Problem statement: Would you give the entries below again in full, exactly as they stand?

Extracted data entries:

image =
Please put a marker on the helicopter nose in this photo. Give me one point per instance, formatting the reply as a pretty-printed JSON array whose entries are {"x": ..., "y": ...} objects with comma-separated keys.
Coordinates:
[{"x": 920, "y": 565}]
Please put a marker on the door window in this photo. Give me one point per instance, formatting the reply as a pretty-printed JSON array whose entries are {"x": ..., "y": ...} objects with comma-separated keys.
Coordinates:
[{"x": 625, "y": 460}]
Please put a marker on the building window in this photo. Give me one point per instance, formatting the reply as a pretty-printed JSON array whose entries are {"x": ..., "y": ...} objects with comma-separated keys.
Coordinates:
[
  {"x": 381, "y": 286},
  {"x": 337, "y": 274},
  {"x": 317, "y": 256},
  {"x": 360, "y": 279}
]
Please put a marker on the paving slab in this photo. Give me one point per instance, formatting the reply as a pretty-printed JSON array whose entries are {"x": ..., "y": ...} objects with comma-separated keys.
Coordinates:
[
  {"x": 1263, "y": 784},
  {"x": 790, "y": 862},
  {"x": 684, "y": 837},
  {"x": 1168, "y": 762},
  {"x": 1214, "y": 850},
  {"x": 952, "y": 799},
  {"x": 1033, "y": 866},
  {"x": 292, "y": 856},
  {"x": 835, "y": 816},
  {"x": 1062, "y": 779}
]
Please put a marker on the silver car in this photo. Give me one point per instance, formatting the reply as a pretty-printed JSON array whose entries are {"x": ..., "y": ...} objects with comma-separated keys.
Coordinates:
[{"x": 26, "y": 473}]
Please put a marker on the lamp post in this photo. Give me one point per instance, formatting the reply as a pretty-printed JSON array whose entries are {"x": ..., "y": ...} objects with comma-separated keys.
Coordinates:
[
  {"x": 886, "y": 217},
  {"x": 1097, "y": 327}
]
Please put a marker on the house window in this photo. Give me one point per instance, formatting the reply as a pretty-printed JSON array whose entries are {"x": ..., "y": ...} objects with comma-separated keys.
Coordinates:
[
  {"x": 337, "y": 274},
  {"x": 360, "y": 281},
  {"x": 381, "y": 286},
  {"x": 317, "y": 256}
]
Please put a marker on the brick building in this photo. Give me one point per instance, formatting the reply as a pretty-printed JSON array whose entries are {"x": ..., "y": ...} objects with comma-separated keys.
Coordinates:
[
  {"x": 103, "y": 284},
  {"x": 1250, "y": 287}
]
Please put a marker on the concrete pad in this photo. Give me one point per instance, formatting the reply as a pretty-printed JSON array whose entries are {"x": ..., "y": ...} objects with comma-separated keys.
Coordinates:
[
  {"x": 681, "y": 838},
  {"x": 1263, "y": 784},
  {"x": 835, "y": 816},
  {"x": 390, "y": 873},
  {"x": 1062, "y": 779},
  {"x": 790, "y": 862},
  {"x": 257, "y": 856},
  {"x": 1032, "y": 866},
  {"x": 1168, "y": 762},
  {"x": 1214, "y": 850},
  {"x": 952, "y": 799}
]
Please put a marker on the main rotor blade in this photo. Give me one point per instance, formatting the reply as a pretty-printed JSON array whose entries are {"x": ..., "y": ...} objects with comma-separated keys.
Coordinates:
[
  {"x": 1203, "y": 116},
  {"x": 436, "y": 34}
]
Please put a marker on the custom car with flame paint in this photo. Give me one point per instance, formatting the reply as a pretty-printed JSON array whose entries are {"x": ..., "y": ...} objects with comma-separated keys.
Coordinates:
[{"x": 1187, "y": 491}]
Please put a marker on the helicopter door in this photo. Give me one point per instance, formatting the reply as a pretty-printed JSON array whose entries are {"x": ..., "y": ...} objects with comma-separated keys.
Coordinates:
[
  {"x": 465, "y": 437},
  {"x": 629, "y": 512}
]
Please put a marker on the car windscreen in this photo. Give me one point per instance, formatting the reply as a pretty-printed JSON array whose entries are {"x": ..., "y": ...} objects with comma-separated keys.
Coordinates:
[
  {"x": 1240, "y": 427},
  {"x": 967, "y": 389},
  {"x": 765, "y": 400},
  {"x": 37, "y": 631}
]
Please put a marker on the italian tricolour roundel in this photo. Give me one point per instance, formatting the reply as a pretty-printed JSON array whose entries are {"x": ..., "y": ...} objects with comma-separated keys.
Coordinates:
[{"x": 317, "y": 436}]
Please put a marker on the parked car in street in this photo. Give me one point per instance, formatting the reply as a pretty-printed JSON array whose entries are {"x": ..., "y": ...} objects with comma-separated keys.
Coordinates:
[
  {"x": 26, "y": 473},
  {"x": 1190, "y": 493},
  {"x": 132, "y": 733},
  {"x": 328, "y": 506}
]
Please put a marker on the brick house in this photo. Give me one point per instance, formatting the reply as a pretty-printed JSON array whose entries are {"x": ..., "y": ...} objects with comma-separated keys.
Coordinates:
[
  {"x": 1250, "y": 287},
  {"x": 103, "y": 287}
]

Solution to this problem:
image =
Please put a marker on the helicopter nose in this photo. Give me one point per instance, formatting the reply as a pretty-printed JSON array whose entries are {"x": ..., "y": ...} objects with comma-separated keys.
Coordinates:
[{"x": 920, "y": 565}]
Please put a marker on the door window in this photo. Give me one point per instance, formatting the reply as a pretty-printed JSON array whose entries are {"x": ..., "y": ...} objects with comma-separated keys.
Coordinates:
[{"x": 625, "y": 460}]
Please put a marker on the building window in this photo. Give me one point per instance, formatting the reply as a pretty-printed JSON array whose entries are {"x": ..., "y": ...} objects with comma-separated keys.
Coordinates:
[
  {"x": 381, "y": 286},
  {"x": 337, "y": 274},
  {"x": 317, "y": 256},
  {"x": 360, "y": 279}
]
Please put a marker on the paving slab in this photo. Give me one point per instance, formatting the reply as a pretty-printed JSON array whose entries are {"x": ..., "y": ...} objects with comma-separated keys.
Coordinates:
[
  {"x": 1263, "y": 784},
  {"x": 790, "y": 862},
  {"x": 684, "y": 837},
  {"x": 1168, "y": 762},
  {"x": 1214, "y": 850},
  {"x": 952, "y": 799},
  {"x": 1033, "y": 866},
  {"x": 292, "y": 856},
  {"x": 835, "y": 816},
  {"x": 1062, "y": 779}
]
Please put a marker on the silver car in this photo. Give me one point per instance, formatting the reply as a pretty-printed JSON array whose entries are {"x": ..., "y": ...} objects with comma-separated keys.
Coordinates:
[{"x": 26, "y": 473}]
Please put a marker on the lamp post in this photo. Give me one point per instance, formatting the reply as a pretty-printed JSON array whose entries are {"x": ..., "y": ...} objects with comma-separated keys.
Coordinates:
[
  {"x": 886, "y": 217},
  {"x": 1097, "y": 327}
]
Please put a marker on the house window in this photo. Give me one point per instance, formatting the reply as a pretty-printed JSON array whose entries are {"x": ..., "y": ...} objects with comma-separated keys.
Coordinates:
[
  {"x": 337, "y": 274},
  {"x": 360, "y": 281},
  {"x": 381, "y": 286},
  {"x": 317, "y": 256}
]
Please put a marker on the brick building in this photo. Give me one point per instance, formatting the reply as a pretty-printed JSON array whose entries are {"x": ..., "y": ...} objects with comma-separated keys.
Coordinates:
[
  {"x": 103, "y": 284},
  {"x": 1250, "y": 287}
]
Please put a marker on the concrete pad in this photo. Give me one point per instance, formatting the reply as a pretty-printed JSON array whose entries are {"x": ..., "y": ...} objects with comma-separated keys.
Coordinates:
[
  {"x": 681, "y": 838},
  {"x": 1263, "y": 784},
  {"x": 835, "y": 816},
  {"x": 390, "y": 873},
  {"x": 1062, "y": 779},
  {"x": 790, "y": 862},
  {"x": 257, "y": 856},
  {"x": 1032, "y": 866},
  {"x": 1168, "y": 762},
  {"x": 1214, "y": 850},
  {"x": 952, "y": 799}
]
Please put a marker on the main rotor blade in this photo. Give me one point per instance, formatting the reply as a pretty-printed JSON array whose entries are {"x": ..., "y": ...} objects with comma-separated keys.
Coordinates:
[
  {"x": 1203, "y": 116},
  {"x": 436, "y": 34}
]
Please put a marker on the custom car with flame paint in this photo. Give me one point per instance, formatting the reply as a pretty-printed JSON array whose entries are {"x": ..., "y": ...} objects with comma-separated keys.
Coordinates:
[{"x": 1187, "y": 491}]
Please put a marker on the helicopter door in this photo. Give me one point per instance, formatting the reply as a pretty-printed JSON array whose entries are {"x": ..., "y": ...} objects with comma-separated keys.
Coordinates:
[
  {"x": 465, "y": 437},
  {"x": 629, "y": 512}
]
Please put a marker on the car windscreen in this photo. Give me one point per instance, formatting the reply as a pretty-printed JSON array whose entries are {"x": ..., "y": ...} objects with comma-separated keys.
Coordinates:
[
  {"x": 1240, "y": 427},
  {"x": 967, "y": 389},
  {"x": 765, "y": 400},
  {"x": 37, "y": 631}
]
Please put a marker on the italian tricolour roundel in this photo. Give me one point per instance, formatting the reply as a pretty-printed JSON array whose entries are {"x": ..., "y": ...} objects with comma-separated keys.
Coordinates:
[{"x": 317, "y": 436}]
Please put a marker on the parked car in street in this photo. Give me one point per instance, formatting the reply as a pretty-printed JSON array whose entries are {"x": ..., "y": ...} objects with comma-separated keys.
Coordinates:
[
  {"x": 26, "y": 473},
  {"x": 1190, "y": 493},
  {"x": 132, "y": 733},
  {"x": 328, "y": 506}
]
Please put a marker on the brick house in this photo. Give me one point per instance, formatting the reply as a pretty-printed JSON array whose entries are {"x": ..., "y": ...} objects with comma-separated keys.
Coordinates:
[
  {"x": 1250, "y": 287},
  {"x": 103, "y": 287}
]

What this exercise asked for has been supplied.